* [VORLIEGENDER TEXT]
------------------------------------
Hofgut Rosenau

Neben den Hofgütern Mariahall und Wilhelmshof gab es in Sprendlingen ein weiteres Anwesen, das die Bezeichnung Hofgut trug: die Rosenau. Im Gegensatz zu den beiden erstgenannten ist über die Rosenau in der heimatkundlichen Literatur sehr wenig zu finden. Dies war für den Autor dieses Berichtes Anlass, in der Sache Erkundigungen einzuholen, Karten zu studieren und Gespräche mit verschieden Personen zu führen. Interessanterweise kann man das heutige Hofgut Rosenau mit seiner Pferdehaltung als würdigen Nachfolger von Mariahall mit seiner Traberzucht ansehen. Über die Ergebnisse dieser Recherchen soll im Folgenden berichtet werden.

Die Rosenau liegt im Westen von Sprendlingen nahe der Grenze zu Buchschlag an der Rosenaustraße. Von der Liebknechtstraße muss man den renaturierten Hengstbach mittels einer Brücke überqueren. Man passiert ein modernes, neugebautes Stadthaus, bis man an den rechterhand stehenden ehemaligen Gutshof kommt. Es handelt sich um eine U-förmige Wohnanlage für sieben Parteien. Der idyllische Innenhof öffnet sich nach Norden zu den Baierhansenwiesen hin.  Im Westen dieses Gebäudes erkennt man eine stattliche Anzahl von z.T. verfallenen Gewächshäusern und Betriebsgebäuden sowie ein Wohnhaus mit einem Bürokomplex und einer Lagerhalle. Ganz im Westen des Geländes findet man einen idyllischen, nicht zugänglichen Teich, der in einem Landschaftsschutzgebiet liegt. Diese Beschreibung entspricht dem Stand August 2013. Die Situation wird sich in Bälde ändern, da das Gelände verkauft worden ist. An dieser Stelle soll eine Reitanlage entstehen. Doch davon mehr weiter unten.
------------------------------------
* [AUSGANGSMATERIAL]
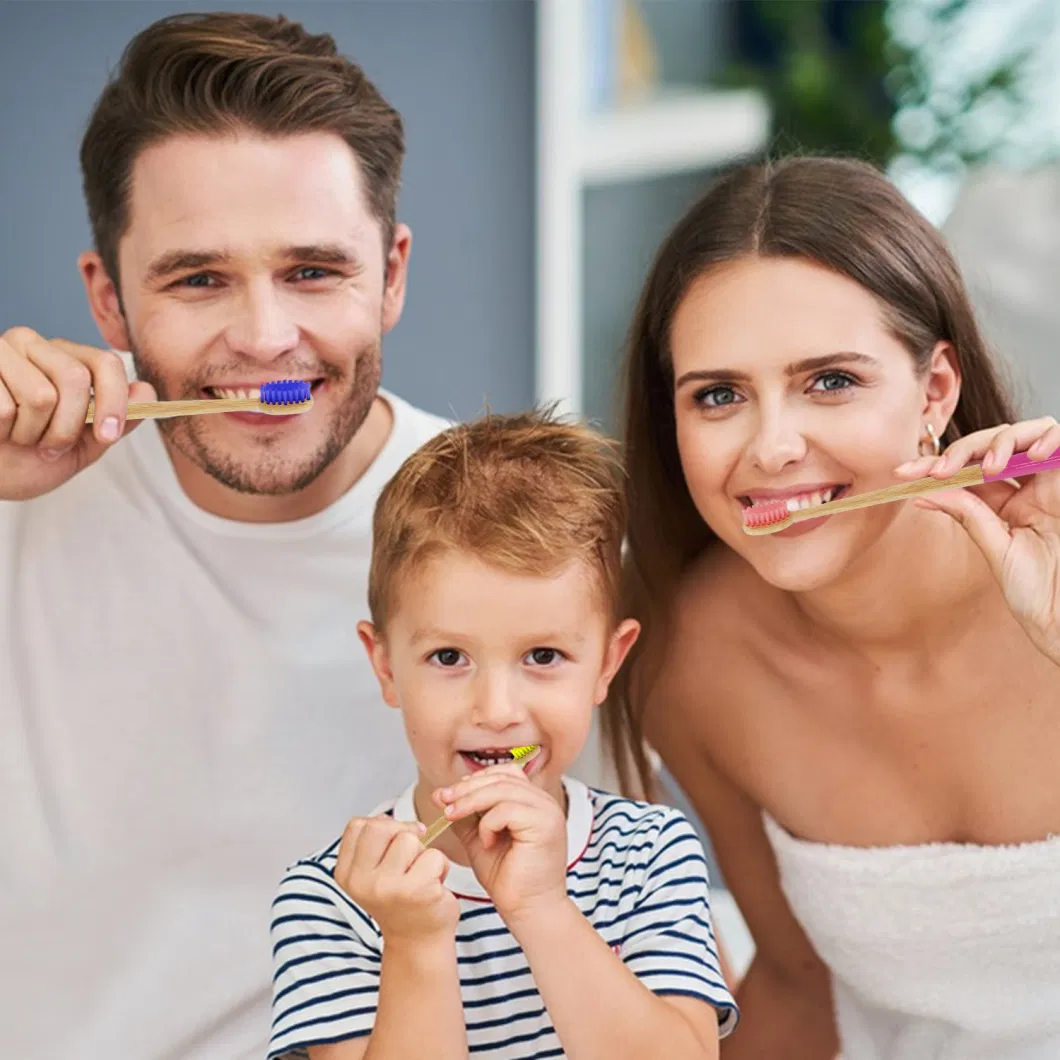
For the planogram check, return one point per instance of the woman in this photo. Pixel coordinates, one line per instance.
(864, 708)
------------------------------------
Nennen Sie alle Hofgüter in Sprendlingen, die im vorliegenden Text erwähnt werden.

* [ERGEBNIS] Mariahall, Wilhelmshof, Rosenau